Ética e Semiótica do Relatório MacBride
Algumas dissertações desordenadas para uma Nova Ordem da Informação e da
Comunicação
Por Fernando
Buen Abad Domínguez
“A forma
como as coisas se apresentam não é o que são; e se as coisas fossem como se
apresentam toda a ciência soçobraria.” K. MARX.
Não haviam arrefecido
os cadáveres no Vietnam, não tínhamos saído ainda do estupor das carnificinas
humanas que a televisão transmitia nos horários das refeições e noticiários ao
pequeno-almoço… quando a UNESCO propôs a Sean MacBride a elaboração de um relatório mundial (1976-1980) sobre os “meios de comunicação" e o papel que desempenharam e
desempenhariam ante o Direito dos povos de receber, equipar-se e equipar,
informação e comunicação. Em 1983 os 90% dos media nos USA eram controlados por 50 empresas… no ano 2001 os 90%
eram controlados por 6 empresas.

**Material**
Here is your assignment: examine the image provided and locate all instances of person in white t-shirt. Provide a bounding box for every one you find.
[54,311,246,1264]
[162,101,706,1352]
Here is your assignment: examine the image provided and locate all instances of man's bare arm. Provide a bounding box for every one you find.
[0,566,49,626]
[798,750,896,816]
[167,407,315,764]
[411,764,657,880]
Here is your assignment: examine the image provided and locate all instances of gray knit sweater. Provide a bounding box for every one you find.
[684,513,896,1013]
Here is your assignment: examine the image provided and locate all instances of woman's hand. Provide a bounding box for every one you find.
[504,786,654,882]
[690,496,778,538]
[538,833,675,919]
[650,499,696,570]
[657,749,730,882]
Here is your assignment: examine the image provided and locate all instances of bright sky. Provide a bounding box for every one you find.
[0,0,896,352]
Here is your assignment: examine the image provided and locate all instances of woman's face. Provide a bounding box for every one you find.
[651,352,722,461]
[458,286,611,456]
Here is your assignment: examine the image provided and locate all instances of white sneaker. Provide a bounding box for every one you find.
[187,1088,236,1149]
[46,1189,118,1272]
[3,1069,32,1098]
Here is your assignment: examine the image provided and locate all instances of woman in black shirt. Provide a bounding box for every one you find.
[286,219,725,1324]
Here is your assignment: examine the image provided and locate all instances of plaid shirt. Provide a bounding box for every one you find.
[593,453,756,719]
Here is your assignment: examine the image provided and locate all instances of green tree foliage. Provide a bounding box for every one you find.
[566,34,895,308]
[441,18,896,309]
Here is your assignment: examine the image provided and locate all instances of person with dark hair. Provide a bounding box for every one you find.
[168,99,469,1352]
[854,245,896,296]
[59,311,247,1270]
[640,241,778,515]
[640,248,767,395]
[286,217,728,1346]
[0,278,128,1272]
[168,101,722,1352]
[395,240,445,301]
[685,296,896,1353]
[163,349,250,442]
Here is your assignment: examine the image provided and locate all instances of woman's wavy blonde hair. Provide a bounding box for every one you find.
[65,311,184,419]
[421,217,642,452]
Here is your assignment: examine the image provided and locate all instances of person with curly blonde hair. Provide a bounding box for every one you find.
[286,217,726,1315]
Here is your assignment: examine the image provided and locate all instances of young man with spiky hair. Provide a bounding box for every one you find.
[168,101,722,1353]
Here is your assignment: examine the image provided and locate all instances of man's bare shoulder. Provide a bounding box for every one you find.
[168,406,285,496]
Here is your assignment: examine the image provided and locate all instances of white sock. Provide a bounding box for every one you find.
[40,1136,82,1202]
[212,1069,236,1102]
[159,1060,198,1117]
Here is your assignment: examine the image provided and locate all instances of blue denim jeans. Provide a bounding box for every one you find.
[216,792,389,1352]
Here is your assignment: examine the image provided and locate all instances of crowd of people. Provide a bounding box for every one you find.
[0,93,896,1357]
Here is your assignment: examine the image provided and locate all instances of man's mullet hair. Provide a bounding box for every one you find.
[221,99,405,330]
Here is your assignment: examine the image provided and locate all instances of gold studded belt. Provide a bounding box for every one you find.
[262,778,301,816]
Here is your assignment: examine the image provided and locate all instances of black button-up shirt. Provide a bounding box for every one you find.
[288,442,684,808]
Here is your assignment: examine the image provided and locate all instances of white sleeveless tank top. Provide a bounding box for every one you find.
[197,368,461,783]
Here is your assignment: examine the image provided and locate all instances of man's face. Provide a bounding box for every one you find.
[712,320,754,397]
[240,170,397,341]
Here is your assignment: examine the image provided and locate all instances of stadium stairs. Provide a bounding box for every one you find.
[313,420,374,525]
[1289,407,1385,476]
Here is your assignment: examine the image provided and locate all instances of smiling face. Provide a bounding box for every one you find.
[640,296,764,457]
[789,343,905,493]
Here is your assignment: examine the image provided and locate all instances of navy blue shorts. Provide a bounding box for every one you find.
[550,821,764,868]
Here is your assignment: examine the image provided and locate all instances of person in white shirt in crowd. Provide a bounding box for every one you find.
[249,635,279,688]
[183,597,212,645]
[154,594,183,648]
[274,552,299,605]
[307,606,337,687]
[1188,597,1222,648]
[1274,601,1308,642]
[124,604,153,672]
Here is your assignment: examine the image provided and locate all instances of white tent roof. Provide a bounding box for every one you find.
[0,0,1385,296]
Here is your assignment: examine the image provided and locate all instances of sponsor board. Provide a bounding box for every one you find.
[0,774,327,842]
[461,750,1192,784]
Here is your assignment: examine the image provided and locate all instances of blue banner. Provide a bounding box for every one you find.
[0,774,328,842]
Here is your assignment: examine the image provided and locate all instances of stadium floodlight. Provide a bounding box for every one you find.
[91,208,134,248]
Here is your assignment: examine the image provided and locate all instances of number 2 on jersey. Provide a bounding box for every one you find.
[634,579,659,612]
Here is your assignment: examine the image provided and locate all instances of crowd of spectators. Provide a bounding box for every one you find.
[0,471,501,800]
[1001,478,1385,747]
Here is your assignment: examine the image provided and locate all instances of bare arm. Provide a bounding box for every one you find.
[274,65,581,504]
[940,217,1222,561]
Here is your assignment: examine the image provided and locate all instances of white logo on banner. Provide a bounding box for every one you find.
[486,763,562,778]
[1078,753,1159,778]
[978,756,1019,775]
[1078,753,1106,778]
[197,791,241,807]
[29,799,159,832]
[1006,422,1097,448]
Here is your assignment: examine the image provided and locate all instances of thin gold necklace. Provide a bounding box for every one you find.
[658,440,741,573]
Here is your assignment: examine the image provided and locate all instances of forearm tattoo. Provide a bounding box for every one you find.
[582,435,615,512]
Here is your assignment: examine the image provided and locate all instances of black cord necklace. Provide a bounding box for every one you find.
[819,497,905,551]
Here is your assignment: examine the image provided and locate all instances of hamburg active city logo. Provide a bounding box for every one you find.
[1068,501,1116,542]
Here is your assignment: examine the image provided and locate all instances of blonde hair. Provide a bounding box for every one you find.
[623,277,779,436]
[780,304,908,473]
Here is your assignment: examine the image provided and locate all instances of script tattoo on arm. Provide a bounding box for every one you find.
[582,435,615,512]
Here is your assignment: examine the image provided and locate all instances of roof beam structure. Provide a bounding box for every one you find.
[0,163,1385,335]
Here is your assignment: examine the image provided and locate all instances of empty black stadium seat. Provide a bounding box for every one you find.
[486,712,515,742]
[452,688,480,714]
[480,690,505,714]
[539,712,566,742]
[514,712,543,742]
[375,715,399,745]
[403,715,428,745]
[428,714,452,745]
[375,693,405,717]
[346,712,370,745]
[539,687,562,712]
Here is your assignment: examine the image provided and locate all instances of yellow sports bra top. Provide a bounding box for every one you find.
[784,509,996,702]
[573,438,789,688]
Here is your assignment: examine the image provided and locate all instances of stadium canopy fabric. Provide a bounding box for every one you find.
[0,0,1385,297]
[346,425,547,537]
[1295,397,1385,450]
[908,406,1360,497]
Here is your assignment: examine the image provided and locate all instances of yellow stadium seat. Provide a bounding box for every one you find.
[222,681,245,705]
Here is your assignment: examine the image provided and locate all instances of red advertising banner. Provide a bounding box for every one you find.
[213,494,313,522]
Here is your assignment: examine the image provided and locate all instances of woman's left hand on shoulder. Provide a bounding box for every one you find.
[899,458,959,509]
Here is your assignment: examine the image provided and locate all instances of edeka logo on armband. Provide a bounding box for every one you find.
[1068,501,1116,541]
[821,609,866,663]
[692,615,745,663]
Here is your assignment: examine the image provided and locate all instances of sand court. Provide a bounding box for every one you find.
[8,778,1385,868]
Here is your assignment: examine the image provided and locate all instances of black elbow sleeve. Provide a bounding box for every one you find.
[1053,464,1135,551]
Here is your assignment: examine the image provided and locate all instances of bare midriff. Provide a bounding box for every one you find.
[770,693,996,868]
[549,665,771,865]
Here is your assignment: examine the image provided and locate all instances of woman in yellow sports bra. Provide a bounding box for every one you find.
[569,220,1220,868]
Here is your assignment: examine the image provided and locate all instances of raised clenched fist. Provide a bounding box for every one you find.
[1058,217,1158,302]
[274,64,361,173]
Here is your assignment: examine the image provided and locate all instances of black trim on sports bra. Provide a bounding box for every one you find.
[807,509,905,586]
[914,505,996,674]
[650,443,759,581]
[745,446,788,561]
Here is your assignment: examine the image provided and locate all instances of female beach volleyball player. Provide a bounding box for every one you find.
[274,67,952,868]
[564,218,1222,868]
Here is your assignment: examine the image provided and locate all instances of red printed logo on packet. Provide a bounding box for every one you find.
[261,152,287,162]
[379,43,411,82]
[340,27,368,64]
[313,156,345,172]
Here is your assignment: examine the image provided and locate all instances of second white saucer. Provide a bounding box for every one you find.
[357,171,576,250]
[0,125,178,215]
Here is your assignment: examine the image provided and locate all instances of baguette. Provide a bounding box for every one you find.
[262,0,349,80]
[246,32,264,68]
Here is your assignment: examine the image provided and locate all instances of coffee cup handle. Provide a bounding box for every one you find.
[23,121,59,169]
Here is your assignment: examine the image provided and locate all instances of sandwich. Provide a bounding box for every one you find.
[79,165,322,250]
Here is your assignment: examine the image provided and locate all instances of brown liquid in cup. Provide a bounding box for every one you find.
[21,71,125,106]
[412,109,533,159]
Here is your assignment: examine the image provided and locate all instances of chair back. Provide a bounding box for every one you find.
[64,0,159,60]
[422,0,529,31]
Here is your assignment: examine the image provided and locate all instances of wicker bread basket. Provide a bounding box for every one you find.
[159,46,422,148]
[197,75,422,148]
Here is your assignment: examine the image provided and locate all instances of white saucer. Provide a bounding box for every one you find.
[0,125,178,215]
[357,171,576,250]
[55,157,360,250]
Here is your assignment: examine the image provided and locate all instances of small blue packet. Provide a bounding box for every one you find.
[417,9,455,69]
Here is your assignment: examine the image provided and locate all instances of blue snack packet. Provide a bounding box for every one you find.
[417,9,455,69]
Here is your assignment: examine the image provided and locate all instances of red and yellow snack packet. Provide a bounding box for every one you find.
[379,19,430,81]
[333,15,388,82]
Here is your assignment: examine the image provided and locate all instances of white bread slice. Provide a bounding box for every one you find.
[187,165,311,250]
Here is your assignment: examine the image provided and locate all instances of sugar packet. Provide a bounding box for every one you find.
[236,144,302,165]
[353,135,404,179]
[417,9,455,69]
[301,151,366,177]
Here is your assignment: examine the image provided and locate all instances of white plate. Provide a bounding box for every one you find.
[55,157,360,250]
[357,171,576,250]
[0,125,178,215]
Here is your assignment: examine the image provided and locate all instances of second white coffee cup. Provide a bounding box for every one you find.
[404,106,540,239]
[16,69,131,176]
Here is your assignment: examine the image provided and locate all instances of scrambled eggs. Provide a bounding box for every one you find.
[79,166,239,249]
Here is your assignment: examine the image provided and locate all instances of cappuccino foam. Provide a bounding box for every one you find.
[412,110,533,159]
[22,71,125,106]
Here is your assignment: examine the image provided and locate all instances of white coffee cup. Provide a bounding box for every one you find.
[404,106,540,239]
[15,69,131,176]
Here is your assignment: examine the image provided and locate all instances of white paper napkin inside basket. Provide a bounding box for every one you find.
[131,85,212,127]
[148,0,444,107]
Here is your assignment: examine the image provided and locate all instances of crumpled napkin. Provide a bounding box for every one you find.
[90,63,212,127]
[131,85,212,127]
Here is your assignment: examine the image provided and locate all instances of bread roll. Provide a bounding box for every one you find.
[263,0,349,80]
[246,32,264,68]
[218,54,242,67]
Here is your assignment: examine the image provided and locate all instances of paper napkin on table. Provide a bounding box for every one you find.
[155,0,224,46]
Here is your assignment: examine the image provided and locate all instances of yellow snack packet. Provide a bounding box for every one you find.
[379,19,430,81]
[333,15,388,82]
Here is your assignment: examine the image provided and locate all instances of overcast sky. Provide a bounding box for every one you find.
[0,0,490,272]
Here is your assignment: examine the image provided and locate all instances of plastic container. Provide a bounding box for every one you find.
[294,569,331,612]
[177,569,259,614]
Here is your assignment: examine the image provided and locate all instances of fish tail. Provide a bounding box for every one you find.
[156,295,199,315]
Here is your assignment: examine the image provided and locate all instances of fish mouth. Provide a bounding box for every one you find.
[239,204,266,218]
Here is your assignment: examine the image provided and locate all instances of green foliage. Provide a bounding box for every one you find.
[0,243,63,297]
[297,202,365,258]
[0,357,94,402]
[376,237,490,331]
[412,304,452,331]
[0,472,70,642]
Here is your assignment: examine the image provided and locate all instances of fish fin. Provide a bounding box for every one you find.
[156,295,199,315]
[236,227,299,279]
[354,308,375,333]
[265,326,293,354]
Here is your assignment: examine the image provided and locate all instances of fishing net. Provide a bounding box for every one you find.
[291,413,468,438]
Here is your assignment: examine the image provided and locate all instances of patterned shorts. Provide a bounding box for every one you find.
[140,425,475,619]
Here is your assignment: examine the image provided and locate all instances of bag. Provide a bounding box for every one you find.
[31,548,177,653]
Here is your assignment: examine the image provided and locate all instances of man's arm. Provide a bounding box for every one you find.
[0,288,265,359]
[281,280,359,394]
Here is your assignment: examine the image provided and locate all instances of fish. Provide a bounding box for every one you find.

**Pedidos**
1) Enumere todos os anos referidos no excerto sobre o Relatório MacBride.
2) De acordo com o excerto sobre o Relatório MacBride, quantas empresas controlavam 90% dos media nos USA no ano 2001?
3) Prossiga o excerto sobre o Relatório MacBride a partir da última frase apresentada.

**Respostas**
1) 1976, 1980, 1983 e 2001.

2) Seis empresas.

3)
No âmago do relatório MacBride flui
um conjunto de preocupações que tem como
ingredientes as preocupações com os desenvolvimentos comerciais dos media,
os avanços tecnológicos e sua distribuição, os problemas jurídicos e os
problemas de Estado, coloca também em
debate e diagnóstico o exercício de direitos cruciais que, no campo da produção
de informação e de meios para que a comunicação social, possa garantir
igualdade de condições e liberdade para as múltiplas necessidades expressivas
dos povos. Debate igualmente a
hegemonia do capital na produção de sentido e o papel contra a emancipação dos
povos.
De maneira implícita, o Relatório
MacBride abre a porta para analisar as ferramentas com as quais será possível
construir a Nova Ordem que reclama para a Informação e a Comunicação como a melhor forma de garantir
igualdade de oportunidades e igualdade de condições às “Múltiplas Vozes” que
exigem o seu lugar “Num Só Mundo”.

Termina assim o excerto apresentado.